# Cycling for weight loss



## Will81 (24 Apr 2014)

Hi, this is my first ever post so hopefully it makes sense! 

I'm new to cycling and have been cycling to and from work for 3 weeks (4 days per week. 9 mile round trip) and trying to add in around 20 - 30 miles at the weekend. I am 33, 6ft tall and weigh 202lbs but I'm hoping to lose around 7lbs - 10lbs and to hopefully lose my little belly. But since starting I've only lost around 2lbs and my belly is as big as ever. I have altered my diet to cut down on things like chocolate and junk food, although I still treat myself sometimes, but I haven't noticed as big a change as I expected. I know it's early days and it's not going to happen overnight but surely I should have noticed a bigger change than 2lbs after 3 weeks and around 80 miles!? Am I doing anything wrong? Can any of you guys give any advice on this? Thank you in advance.


----------



## vickster (24 Apr 2014)

I don't think cycling will tone your belly, need to do crunches and other such tedious stuff for that

80 miles - you've probably only burnt off around 2500-3000 calories in 3 weeks, which isn't anything. 2lbs is probably reasonable

Cycling will improve your CV fitness and tone up your legs a bit but you don't have that much to lose so it won't fall off


----------



## Will81 (24 Apr 2014)

Thanks for the reply. I'm not looking for a toned stomach with a 6 pack, just some weight off my mid riff. I know 80 miles in 3 weeks is not much but, as I said, I've only started and having a young family limits my cycling time at weekends. What sort of miles would I need to be doing on a weekly basis to try to reach my target weight in say 3 months?


----------



## MrGrumpy (24 Apr 2014)

been doing circa 150 miles a week on average for the last 3yrs at least and I`ve not got any lighter . Legs are certainly a lot more tone and some of the upper body but I still weigh in at approx 95-96 kg . Still have a paunch but feel vastly fitter . I`m same height as you but 10yrs older sp not so easy to shift. However I think if I was to abstain from the vino it would go a long way to reducing the extra. I do think 90 kg is a realistic target for me and that is my main aim. Hate to say it but diet is what I`m going to have to do


----------



## MikeG (24 Apr 2014)

You're just not riding far enough, and you haven't been doing it long enough, to expect radical weight loss. If that is the amount of riding you can do in the time available, then you are going to have to do your weight-loss by controlling your intake. Intermittent fasting works really well, but there are plenty of other ways. If you regularly "treat yourself", and if cycling makes you hungry (it does happen), then you could easily end up losing no weight at all on your current regime. I am afraid you are just going to have to work harder and longer, and be more disciplined with you food intake, if you want to start seeing some results.


----------



## MrGrumpy (24 Apr 2014)

yep cycling fools you into thinking you can eat more  not so, by all means fuel up but not on junk. Oh and drink more fluids ( not lager )  ramp up the mileage on the bike. Hard work will pay off


----------



## KneesUp (24 Apr 2014)

Exercise tasks
1) Translate this sentence from the cycling forum thread into Spanish: "Intermittent fasting works really well, but there are plenty of other ways."
2) In the cycling forum thread, how many miles a week has MrGrumpy averaged over the last three years?
3) Continue the cycling forum thread from the point where it stops.

(Point labeling dataset excerpts)
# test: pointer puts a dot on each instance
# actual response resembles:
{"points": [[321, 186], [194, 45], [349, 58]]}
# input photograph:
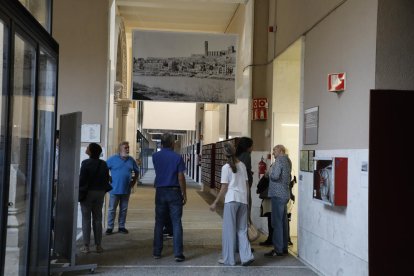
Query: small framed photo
{"points": [[304, 160], [91, 133]]}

The results
1) El ayuno intermitente funciona muy bien, pero hay muchas otras formas.

2) About 150 miles a week.

3)
I agree that you haven't done enough yet to see huge changes I'm afraid. In my last bout of cycling (when I was a student - I've just come back to it) I used to get to work at a reasonable pace so I didn't get too hot, but on the way home I'd nail it the whole way: a good run was one where I couldn't pedal in the last few hundred yards and then had to lean against the side of my parents house, still on the saddle and clipped in for a few minutes before I had the strength to get off. After a summer of that my resting heart rate was 24 (as checked by my mum, who was/is a nurse) and I was definitely thinner. Then I went back to Uni and drank it all back on


----------



## Venod (24 Apr 2014)

Keep at it, I have been running & cycling most of my life, in my opinion cycling is good for loosing weight, you have to use a high cadence between 90-100 revs per minute, pushing big gears will give you bigger leg muscles, muscle weighs more than fat so big gears wont help, you will feel hungry after riding but resist the temptation to binge & eat sensibly, your weight will eventually drop.


----------



## nappadang (24 Apr 2014)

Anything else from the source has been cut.